Set problem. Every line below should be copied exactly; drop the pictures.

Provided data.

══════════

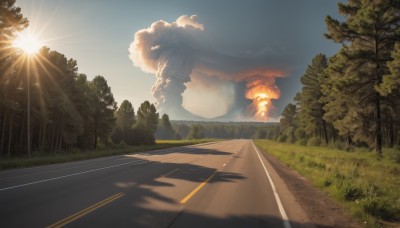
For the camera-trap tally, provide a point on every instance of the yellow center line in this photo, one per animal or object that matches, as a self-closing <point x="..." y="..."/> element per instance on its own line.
<point x="184" y="200"/>
<point x="169" y="173"/>
<point x="86" y="211"/>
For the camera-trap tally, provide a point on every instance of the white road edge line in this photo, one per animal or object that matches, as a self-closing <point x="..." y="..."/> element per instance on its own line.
<point x="70" y="175"/>
<point x="285" y="218"/>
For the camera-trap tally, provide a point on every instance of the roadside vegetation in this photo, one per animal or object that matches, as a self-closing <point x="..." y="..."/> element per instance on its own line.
<point x="367" y="187"/>
<point x="76" y="155"/>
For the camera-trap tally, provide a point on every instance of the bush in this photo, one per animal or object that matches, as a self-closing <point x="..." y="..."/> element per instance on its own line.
<point x="351" y="192"/>
<point x="383" y="208"/>
<point x="314" y="141"/>
<point x="282" y="138"/>
<point x="302" y="142"/>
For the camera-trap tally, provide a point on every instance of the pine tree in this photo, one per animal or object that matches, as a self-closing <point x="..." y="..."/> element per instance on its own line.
<point x="311" y="107"/>
<point x="104" y="108"/>
<point x="288" y="123"/>
<point x="368" y="35"/>
<point x="147" y="117"/>
<point x="11" y="22"/>
<point x="125" y="116"/>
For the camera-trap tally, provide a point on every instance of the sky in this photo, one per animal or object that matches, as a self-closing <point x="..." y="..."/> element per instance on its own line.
<point x="284" y="35"/>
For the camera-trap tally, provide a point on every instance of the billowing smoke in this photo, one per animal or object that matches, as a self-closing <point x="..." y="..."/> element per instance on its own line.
<point x="177" y="51"/>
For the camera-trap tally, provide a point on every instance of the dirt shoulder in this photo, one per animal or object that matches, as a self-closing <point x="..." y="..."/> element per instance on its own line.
<point x="321" y="210"/>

══════════

Exercise answer.
For the camera-trap tally, provide a point on every instance of the yellow center line in this photo, one per animal or object that matches, as a self-closing <point x="..." y="..."/> element per instance on its own line.
<point x="184" y="200"/>
<point x="169" y="173"/>
<point x="86" y="211"/>
For the camera-trap tally, provide a point on every instance of the white road edge line in this photo, one per animal or object that matches, as a self-closing <point x="..." y="..."/> element per instance on its own line.
<point x="70" y="175"/>
<point x="285" y="218"/>
For the camera-trap tally, provide a point on every instance of the roadside vegetation in this photo, one per animal or object that matches, as a self-closing <point x="..." y="..."/> element per instance on its own line.
<point x="367" y="187"/>
<point x="76" y="155"/>
For the camera-trap tally, provide a point on every instance of the bush in this photo, one per animal or object that matches, as a self-closing <point x="..." y="..."/> element per instance on its own line.
<point x="351" y="192"/>
<point x="383" y="208"/>
<point x="314" y="141"/>
<point x="282" y="138"/>
<point x="302" y="142"/>
For the camera-trap tally, provide a point on every instance of the pine tree in this photo, one per animal or object that matches, as a self-closing <point x="..." y="..."/> element per instance on its own line.
<point x="311" y="107"/>
<point x="104" y="108"/>
<point x="288" y="123"/>
<point x="368" y="35"/>
<point x="147" y="117"/>
<point x="11" y="22"/>
<point x="125" y="116"/>
For the camera-trap tally, provide a point on every instance of the sky in this photo, one per animal or object that matches, as a self-closing <point x="..." y="..."/> element per instance on its own line.
<point x="284" y="35"/>
For the camera-trap tally, provide a point on every instance of the billowing smoke in this photo, one per animal or object that matches, as a self-closing <point x="..." y="..."/> element per instance on its own line.
<point x="177" y="51"/>
For the camera-trap tally, provide a point on every instance of the dirt shoulder in this photo, one per animal or object that matches, as a self-closing <point x="..." y="..."/> element per instance on its own line.
<point x="321" y="210"/>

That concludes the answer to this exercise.